-- Work task A --
In the article on breast cancer imaging, condense the paragraph that begins "Conventionally in radiology" into a short bulleted list that keeps its main facts.
-- Work task B --
Revise the passage of the article on breast cancer imaging starting with "Conventionally in radiology, the" and going on through "therefore expediting treatment.", replacing "radiology" with "medical imaging".

-- Excerpted text --
BEGIN
Gonville & Caius College Fellow Professor Ferdia Gallagher (Medicine 1993) has led a research study which has used imaging to detect early response of breast cancer to chemotherapy before surgery, potentially allowing for earlier therapeutic intervention for patients and better long-term outcomes.
The methods used by Professor Gallagher and colleagues in the study, published in the journal Cancer Research, can help to determine the properties of the tumour based on its metabolism and can classify how aggressive the cancer is. Hyperpolarised carbon-13 magnetic resonance imaging (MRI) is an emerging tool for probing tissue metabolism by measuring the metabolism of a breakdown product of glucose – termed pyruvate. The pyruvate is labelled with carbon-13, which is non-radioactive and present naturally in the human body at concentrations of about 1%, and importantly can be detected with MRI unlike the more abundant carbon-12. The hyperpolarisation technique increases the carbon-13 signal that is detected by four orders of magnitude and is undertaken in extreme physical conditions: close to absolute zero in a strong magnetic field while undergoing microwave irradiation. When hyperpolarised, this pyruvate is warmed rapidly, injected into the patient, and circulates to the tumour, where it is enzymatically exchanged into lactate in the cell. The build-up of lactate, commonly known as lactic acid, in muscle after exercise is responsible for muscular pain, and nearly a century ago it was discovered that tumours produce large amounts of lactate in even in the presence of abundant oxygen, and this change in metabolism is a key hallmark of cancer. The new MRI technique allows the exchange between pyruvate and lactate to be imaged in real time within the human body when the patient is in the scanner and the amount of lactate acts as a signature of the tumour.
A graphical abstract of the research (credit: Cancer Research)
Conventionally in radiology, the change in the size of a tumour is monitored over weeks or months to determine if the patient is responding to therapy, potentially missing the opportunity to intervene earlier with more effective therapy. Studies such as this look at earlier and potentially more sensitive responses to treatment, such as the physiology of the tumour, its metabolism, and molecular markers on or within the cell, therefore expediting treatment.
END
-- Referring expression pointing data --
BEGIN
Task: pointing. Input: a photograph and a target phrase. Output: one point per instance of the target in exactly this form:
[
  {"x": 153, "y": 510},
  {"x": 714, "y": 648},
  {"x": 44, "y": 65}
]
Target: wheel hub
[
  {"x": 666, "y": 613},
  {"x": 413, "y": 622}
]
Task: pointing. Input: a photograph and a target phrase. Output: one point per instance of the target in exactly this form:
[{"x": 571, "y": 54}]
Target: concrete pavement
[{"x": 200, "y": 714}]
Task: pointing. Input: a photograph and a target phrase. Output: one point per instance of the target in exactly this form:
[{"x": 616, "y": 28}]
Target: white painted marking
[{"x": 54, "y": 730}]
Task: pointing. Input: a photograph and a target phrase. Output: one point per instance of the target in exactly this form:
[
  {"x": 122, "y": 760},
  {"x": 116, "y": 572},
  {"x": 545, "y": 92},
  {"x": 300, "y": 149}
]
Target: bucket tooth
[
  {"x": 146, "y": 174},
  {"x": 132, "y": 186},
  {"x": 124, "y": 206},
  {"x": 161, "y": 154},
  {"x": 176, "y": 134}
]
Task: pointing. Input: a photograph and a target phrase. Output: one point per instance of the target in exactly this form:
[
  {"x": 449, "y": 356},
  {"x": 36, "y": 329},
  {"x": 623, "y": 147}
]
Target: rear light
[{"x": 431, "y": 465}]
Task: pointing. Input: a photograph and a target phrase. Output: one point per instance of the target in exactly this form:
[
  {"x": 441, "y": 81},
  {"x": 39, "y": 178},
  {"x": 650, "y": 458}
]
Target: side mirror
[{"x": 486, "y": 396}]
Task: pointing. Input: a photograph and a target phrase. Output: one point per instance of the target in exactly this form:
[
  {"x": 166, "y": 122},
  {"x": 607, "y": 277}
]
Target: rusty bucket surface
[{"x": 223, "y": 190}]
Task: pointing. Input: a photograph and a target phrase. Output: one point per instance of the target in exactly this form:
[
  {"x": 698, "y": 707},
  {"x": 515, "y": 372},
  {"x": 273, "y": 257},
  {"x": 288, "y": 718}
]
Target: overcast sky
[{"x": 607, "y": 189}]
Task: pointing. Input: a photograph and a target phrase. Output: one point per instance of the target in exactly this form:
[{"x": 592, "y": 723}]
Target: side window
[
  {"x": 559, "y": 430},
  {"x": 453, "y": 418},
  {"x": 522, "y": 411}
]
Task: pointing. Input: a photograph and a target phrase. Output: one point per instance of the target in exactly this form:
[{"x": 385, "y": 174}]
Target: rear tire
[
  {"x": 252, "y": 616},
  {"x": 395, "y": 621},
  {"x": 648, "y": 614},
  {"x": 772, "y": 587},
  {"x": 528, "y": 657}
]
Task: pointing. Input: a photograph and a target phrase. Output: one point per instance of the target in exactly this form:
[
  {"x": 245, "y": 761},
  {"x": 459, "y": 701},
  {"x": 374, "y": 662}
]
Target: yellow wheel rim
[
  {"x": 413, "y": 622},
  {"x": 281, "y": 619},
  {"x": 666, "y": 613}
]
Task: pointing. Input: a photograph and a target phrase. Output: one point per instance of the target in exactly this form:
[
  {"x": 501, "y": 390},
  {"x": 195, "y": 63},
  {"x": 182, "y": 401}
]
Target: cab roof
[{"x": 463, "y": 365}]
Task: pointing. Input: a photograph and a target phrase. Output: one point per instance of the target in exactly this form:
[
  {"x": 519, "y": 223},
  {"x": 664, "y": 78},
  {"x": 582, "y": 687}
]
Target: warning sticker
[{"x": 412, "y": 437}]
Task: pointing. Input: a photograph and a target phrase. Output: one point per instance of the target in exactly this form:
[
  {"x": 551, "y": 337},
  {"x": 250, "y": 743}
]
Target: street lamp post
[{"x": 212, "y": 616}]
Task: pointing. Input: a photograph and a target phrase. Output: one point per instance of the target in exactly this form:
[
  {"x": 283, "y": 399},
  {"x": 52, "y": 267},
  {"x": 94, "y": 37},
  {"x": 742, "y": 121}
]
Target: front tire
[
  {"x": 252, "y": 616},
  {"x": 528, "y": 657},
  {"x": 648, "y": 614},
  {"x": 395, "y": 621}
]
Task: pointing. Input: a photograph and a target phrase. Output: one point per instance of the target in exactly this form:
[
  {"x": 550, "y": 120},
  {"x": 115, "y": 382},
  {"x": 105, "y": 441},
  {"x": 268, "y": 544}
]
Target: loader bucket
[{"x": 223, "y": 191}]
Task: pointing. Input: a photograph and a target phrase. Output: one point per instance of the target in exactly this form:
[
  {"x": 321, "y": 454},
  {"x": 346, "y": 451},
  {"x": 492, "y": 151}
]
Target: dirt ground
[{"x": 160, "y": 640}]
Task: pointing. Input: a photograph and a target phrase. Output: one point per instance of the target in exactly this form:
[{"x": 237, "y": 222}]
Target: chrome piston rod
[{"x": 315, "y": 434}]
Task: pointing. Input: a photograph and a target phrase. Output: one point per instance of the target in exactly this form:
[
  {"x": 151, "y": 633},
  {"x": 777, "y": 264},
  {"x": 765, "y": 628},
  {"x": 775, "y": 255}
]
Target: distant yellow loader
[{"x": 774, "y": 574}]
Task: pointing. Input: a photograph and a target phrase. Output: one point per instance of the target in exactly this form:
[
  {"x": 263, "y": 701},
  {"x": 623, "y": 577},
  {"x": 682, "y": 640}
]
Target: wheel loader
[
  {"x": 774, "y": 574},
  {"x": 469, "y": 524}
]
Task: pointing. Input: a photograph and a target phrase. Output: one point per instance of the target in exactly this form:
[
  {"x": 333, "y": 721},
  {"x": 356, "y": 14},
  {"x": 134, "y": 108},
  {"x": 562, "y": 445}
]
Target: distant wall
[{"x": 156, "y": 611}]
END
-- Problem solution A --
- Radiology usually tracks changes in tumor size over weeks or months to judge whether a patient is responding to therapy.
- This can miss the chance to intervene earlier with more effective therapy.
- Studies like this one look at earlier and possibly more sensitive signs of response: the tumor's physiology, its metabolism, and molecular markers on or within the cell.
- This approach can speed up treatment.

-- Problem solution B --
Conventionally in medical imaging, the change in the size of a tumour is monitored over weeks or months to determine if the patient is responding to therapy, potentially missing the opportunity to intervene earlier with more effective therapy. Studies such as this look at earlier and potentially more sensitive responses to treatment, such as the physiology of the tumour, its metabolism, and molecular markers on or within the cell, therefore expediting treatment.